Readers of our February 16, 2009 eAlert know that the stimulus bill, formally titled the American Recovery and Reinvestment Act of 2009 (now known as ARRA), provides a subsidy for continuation coverage in certain cases and opened a window that would permit certain qualified beneficiaries who are not on COBRA coverage to elect such coverage. That eAlert, like the series of roundtable seminars we held last month, was based on our best guesses about how the Internal Revenue Service and Department of Labor would interpret ARRA.
The DOL issued guidance late last month and again last week; the IRS issued guidance last week. This eAlert updates what we have previously stated about ARRA. It will first review the ARRA changes and then discuss the guidance provided in IRS Notice 2009-27, in the DOL’s FAQs and model notices and then note potential new Oregon legislation affecting state continuation coverage.
ARRA permits certain qualified beneficiaries to get continuation coverage by paying 35% of the applicable premium for the coverage. Here are the basic requirements to qualify for the subsidy:
- It is available only to qualified beneficiaries who lost or lose coverage due to involuntary termination of employment between September 1, 2008 and December 31, 2009.
- It is available for periods of coverage starting after February 17, 2009 (March 2009 and later months, in most cases).
- It is available for up to nine months.
- It ends when the qualified beneficiary becomes eligible for coverage by Medicare or another group health plan (other than a plan providing only dental or vision coverage or a health FSA or most HRAs) or fails timely to pay his or her reduced share of the applicable premium.
Who pays the remaining 65% of the applicable premium (and takes the tax credit for doing so) varies with the type of plan involved:
- For collectively-bargained multiemployer health plans, the plan makes up the premium and takes the tax credit.

_REQUIREMENT A_: List the basic requirements that the eAlert gives for qualifying for the ARRA subsidy.
_REQUIREMENT B_: Reproduce everything in the eAlert from "- It is available for periods" down to "the tax credit.".
The rows after this point have nothing to do with the eAlert.

_SUPPLIED RECORDS_:
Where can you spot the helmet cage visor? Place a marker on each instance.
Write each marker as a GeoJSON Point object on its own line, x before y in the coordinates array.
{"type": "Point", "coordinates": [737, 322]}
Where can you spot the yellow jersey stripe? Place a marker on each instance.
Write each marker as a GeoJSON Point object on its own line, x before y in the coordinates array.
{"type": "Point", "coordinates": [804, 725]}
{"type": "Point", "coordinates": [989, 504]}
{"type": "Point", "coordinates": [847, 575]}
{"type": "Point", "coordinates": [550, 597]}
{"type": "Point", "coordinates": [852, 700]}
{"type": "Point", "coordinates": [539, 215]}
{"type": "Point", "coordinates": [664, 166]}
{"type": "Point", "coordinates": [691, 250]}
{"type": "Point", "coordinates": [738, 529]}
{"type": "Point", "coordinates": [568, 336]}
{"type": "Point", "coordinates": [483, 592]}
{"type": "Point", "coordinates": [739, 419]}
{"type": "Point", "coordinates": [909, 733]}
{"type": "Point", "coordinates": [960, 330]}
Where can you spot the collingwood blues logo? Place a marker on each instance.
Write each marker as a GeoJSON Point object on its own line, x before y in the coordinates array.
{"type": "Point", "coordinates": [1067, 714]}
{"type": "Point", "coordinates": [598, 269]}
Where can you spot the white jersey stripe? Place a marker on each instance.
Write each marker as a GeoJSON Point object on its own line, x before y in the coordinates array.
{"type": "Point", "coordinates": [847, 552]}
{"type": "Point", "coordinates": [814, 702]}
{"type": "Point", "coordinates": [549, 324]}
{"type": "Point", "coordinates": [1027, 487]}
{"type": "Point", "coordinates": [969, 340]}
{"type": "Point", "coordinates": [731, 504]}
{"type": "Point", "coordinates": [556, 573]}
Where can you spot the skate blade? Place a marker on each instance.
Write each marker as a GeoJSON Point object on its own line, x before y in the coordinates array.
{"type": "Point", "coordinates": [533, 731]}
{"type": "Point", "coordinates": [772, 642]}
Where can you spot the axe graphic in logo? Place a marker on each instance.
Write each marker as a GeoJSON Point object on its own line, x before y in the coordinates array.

_ANSWER BOX A_:
- It is available only to qualified beneficiaries who lost or lose coverage due to involuntary termination of employment between September 1, 2008 and December 31, 2009.
- It is available for periods of coverage starting after February 17, 2009 (March 2009 and later months, in most cases).
- It is available for up to nine months.
- It ends when the qualified beneficiary becomes eligible for coverage by Medicare or another group health plan (other than a plan providing only dental or vision coverage or a health FSA or most HRAs) or fails timely to pay his or her reduced share of the applicable premium.

_ANSWER BOX B_:
- It is available for periods of coverage starting after February 17, 2009 (March 2009 and later months, in most cases).
- It is available for up to nine months.
- It ends when the qualified beneficiary becomes eligible for coverage by Medicare or another group health plan (other than a plan providing only dental or vision coverage or a health FSA or most HRAs) or fails timely to pay his or her reduced share of the applicable premium.
Who pays the remaining 65% of the applicable premium (and takes the tax credit for doing so) varies with the type of plan involved:
- For collectively-bargained multiemployer health plans, the plan makes up the premium and takes the tax credit.